** EXERCISE BRIEF **
Extend the text on Cheetah Racing Cars below, picking up after its final sentence.

** DOCUMENT SECTION **
++++++++++++++++++++

Cheetah Racing Cars was a prolific Australian manufacturer of race cars. The cars were almost solely designed, engineered and constructed by Brian Shead in a small factory at the rear of his home in Mordialloc, a suburb of Melbourne, Australia.

History
The first Cheetah was built for Shead's personal use in 1960. It was a 'Cooper Copy' built to race in Formula Junior. A second Cheetah was built in 1962 and third in 1963. A completely new design was commenced in 1970, after which a friend (Don Biggar) persuaded Shead to construct an additional car, Mk4H Hill-climb car powered by an Oldsmobile V8 engine. By 1973 Shead gave up his usual job to design and build race cars full-time. The final car was produced in 1989, being a Mk9 for use in Formula Holden. Cars were constructed for Formula Junior, Formula Libre, Hillclimbing, Australian Formula 3 (AF3), Australian Formula 2 (AF2), Australian Formula 1 (AF1 or Formula Atlantic or Formula Pacific) and Formula Holden. Cheetah Race Cars dominated Formula Three during the 1970s and in Australian Formula 2 they were the dominant manufacturer during the late 1970s and most of the 1980s. In Formula Holden, the sole Cheetah built for the category in 1989 was still competitive in the mid-1990s against far newer carbon fibre cars built by Ralt and Reynard.

++++++++++++++++++++

Dataset records about object locations:
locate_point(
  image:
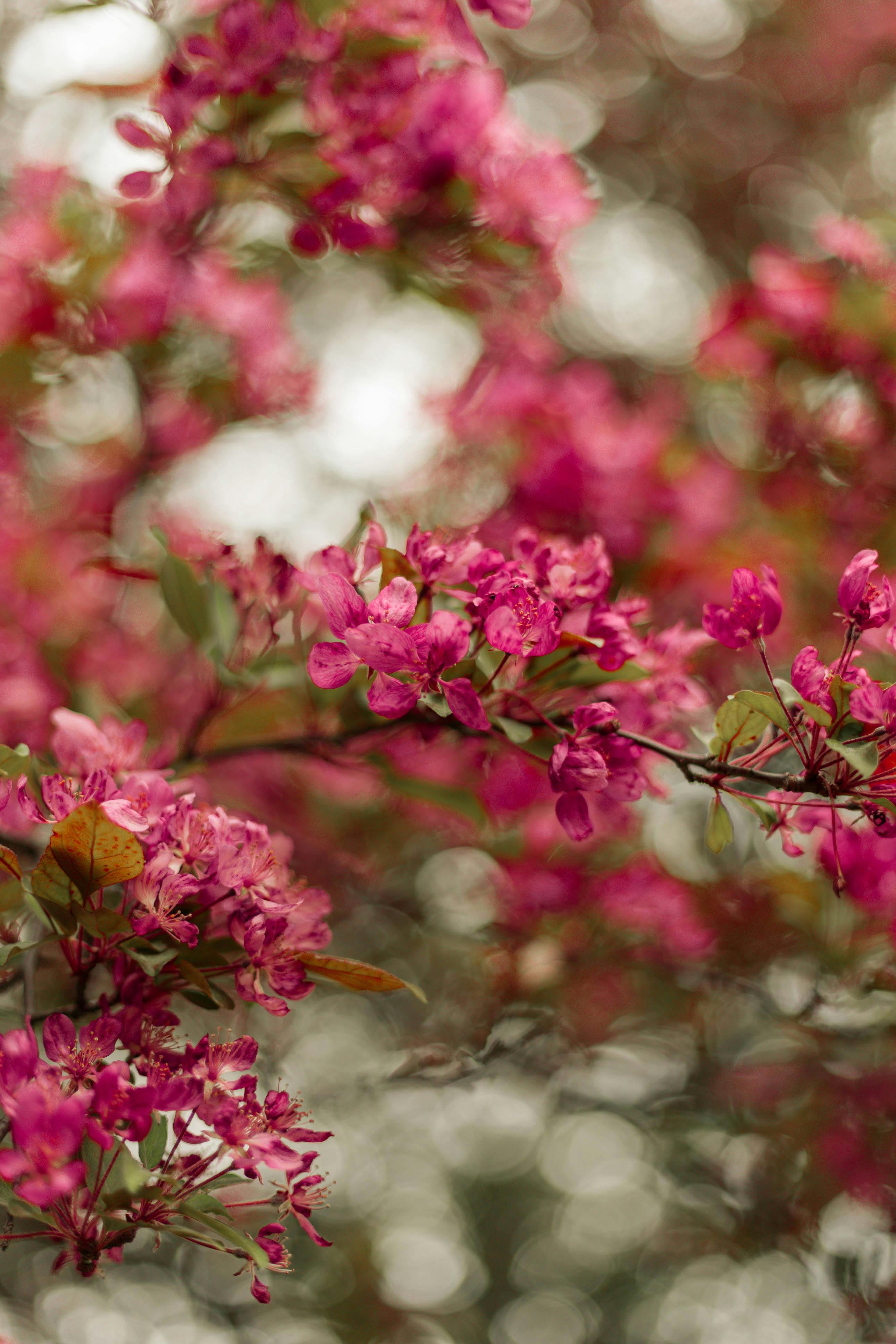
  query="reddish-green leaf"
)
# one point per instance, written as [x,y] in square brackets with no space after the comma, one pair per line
[10,880]
[50,883]
[355,975]
[93,851]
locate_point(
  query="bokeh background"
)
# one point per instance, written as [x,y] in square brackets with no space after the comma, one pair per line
[502,1185]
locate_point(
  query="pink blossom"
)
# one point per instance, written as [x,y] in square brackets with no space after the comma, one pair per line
[864,604]
[812,679]
[46,1135]
[117,1108]
[80,746]
[515,618]
[80,1053]
[156,894]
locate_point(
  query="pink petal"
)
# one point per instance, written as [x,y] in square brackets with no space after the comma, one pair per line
[331,666]
[382,647]
[60,1037]
[465,703]
[124,815]
[573,815]
[503,631]
[390,698]
[27,804]
[397,603]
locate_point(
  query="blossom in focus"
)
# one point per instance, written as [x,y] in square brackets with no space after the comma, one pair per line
[867,605]
[46,1132]
[755,609]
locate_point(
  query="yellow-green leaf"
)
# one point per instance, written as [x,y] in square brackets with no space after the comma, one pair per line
[50,883]
[355,975]
[187,600]
[10,880]
[860,756]
[93,851]
[719,830]
[737,725]
[766,705]
[395,566]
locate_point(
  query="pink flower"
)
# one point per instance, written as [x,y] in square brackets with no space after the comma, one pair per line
[268,945]
[80,746]
[46,1135]
[117,1108]
[755,609]
[518,620]
[864,604]
[812,678]
[577,766]
[424,652]
[870,703]
[334,664]
[156,893]
[62,796]
[78,1054]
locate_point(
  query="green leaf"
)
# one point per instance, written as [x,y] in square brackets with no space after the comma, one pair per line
[93,851]
[232,1234]
[14,761]
[793,699]
[394,566]
[103,921]
[186,598]
[840,693]
[152,1148]
[150,961]
[225,619]
[763,811]
[50,883]
[125,1175]
[515,730]
[719,830]
[737,725]
[859,756]
[229,1179]
[207,992]
[10,880]
[766,705]
[437,703]
[205,1203]
[202,1000]
[10,951]
[429,791]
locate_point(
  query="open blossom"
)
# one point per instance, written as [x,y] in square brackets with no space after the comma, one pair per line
[871,703]
[586,764]
[812,678]
[570,573]
[46,1134]
[62,796]
[156,894]
[78,1053]
[867,605]
[81,746]
[755,609]
[515,618]
[334,664]
[424,652]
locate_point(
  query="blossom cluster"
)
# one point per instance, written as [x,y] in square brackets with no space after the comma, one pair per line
[166,896]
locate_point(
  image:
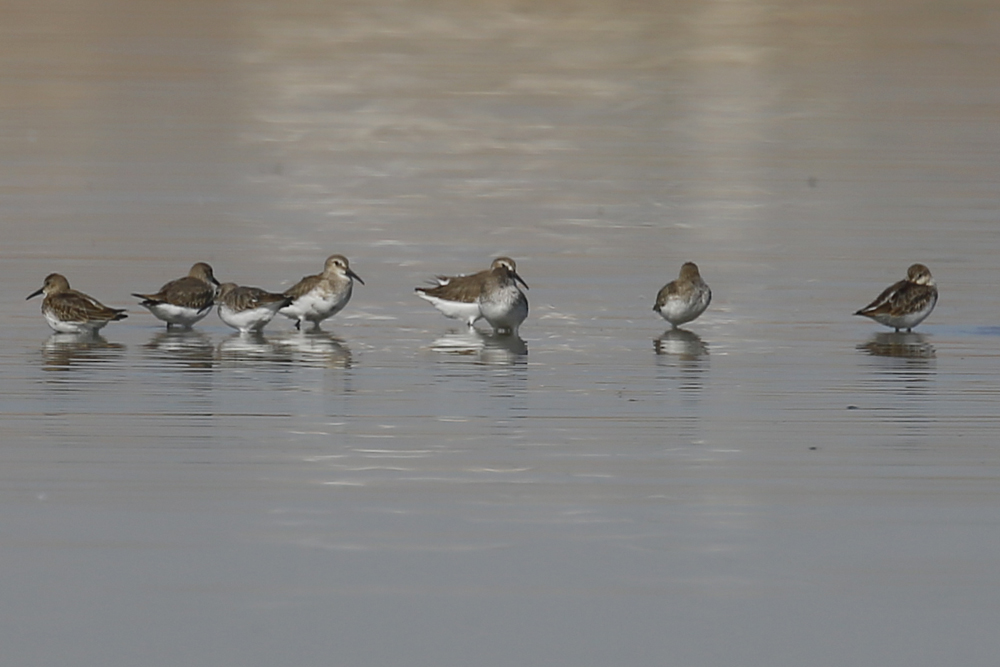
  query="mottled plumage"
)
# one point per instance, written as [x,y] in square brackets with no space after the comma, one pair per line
[315,298]
[458,297]
[69,311]
[248,309]
[186,300]
[684,299]
[501,303]
[907,303]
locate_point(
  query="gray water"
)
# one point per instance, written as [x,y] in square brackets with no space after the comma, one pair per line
[782,484]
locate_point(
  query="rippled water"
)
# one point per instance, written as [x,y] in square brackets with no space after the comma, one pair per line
[778,484]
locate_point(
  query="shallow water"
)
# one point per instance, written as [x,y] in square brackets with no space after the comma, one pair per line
[780,484]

++++++++++++++++++++

** TASK RESULT **
Brian Shead also built one car that was not an open wheeler, being a Cheetah Clubman built for the Sports 1300 racing category. It was raced by Peter Jones, winning 132 races, including seven New South Wales titles and three Victorian titles.

Cheetah race cars are common sights at Australian historic race meetings, hill climbs, sprints and in Australian Formula 2 and Formula-R. In the latter two categories, Cheetah Mk7 and Mk8s which were built in the late 1970s and early 1980s are still winning races and championships against far newer carbon fibre tubbed Dallara and Reynard Motorsport cars.

Although Cheetahs are no longer manufactured, Shead is still actively involved with Cheetah race cars, supplying parts and advice to Cheetah owners.

Models

Championships & Series

Lap Records

References
 Australian Motor Racing Yearbook 1985/86 Number 15 (1986)
 Australian Motor Racing 1982 Number 1
Australian Formula 2 Club Inc.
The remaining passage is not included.